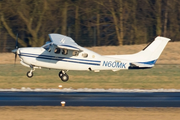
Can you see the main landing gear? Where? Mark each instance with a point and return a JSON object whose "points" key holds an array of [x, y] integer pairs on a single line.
{"points": [[30, 73], [64, 77], [62, 74]]}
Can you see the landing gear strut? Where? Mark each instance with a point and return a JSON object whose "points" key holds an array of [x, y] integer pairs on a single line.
{"points": [[64, 77], [30, 73]]}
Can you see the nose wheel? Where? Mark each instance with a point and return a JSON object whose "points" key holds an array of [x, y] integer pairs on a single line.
{"points": [[64, 77], [30, 73]]}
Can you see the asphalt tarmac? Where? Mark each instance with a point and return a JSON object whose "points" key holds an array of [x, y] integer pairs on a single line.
{"points": [[109, 99]]}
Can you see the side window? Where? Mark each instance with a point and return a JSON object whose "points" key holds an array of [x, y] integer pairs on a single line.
{"points": [[85, 55], [65, 52], [57, 50], [75, 53]]}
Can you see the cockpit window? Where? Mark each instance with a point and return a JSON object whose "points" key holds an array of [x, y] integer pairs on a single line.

● **Your assignment**: Write the listing above out again exactly, but not the images it holds.

● **Output for this exercise**:
Can you see the main landing gear? Where? Mark each instance with a point and return a JSON object whose "points" key holds an array of [x, y] integer pairs on a single line.
{"points": [[30, 73], [64, 77], [62, 74]]}
Can you see the landing gear strut? Where? Mark each instance with a point and return a JSON object whose "points" key holds an array of [x, y] integer pairs on a single line.
{"points": [[64, 77], [30, 73]]}
Can you see the nose wheel? Where? Mark each instance with a point and return a JSON object whose "points" key holds an array of [x, y] integer pairs on a single line.
{"points": [[64, 77], [30, 73]]}
Can you see the asphalt tarmac? Where? Mark each instance with a point and return a JSON object whose "points" key holds an array of [x, y] integer pairs on a single line.
{"points": [[109, 99]]}
Can you see the side window? Where? Mark each instance with a point and return a JSON object whose "points" key holds an array of [x, y] integer pairs on a single line.
{"points": [[85, 55], [65, 52], [57, 50], [75, 53]]}
Can you see the cockpit window? Where? Mark each instance with a point and return a JSON object whose "points" key holds an array of [x, y] integer pairs on a single line.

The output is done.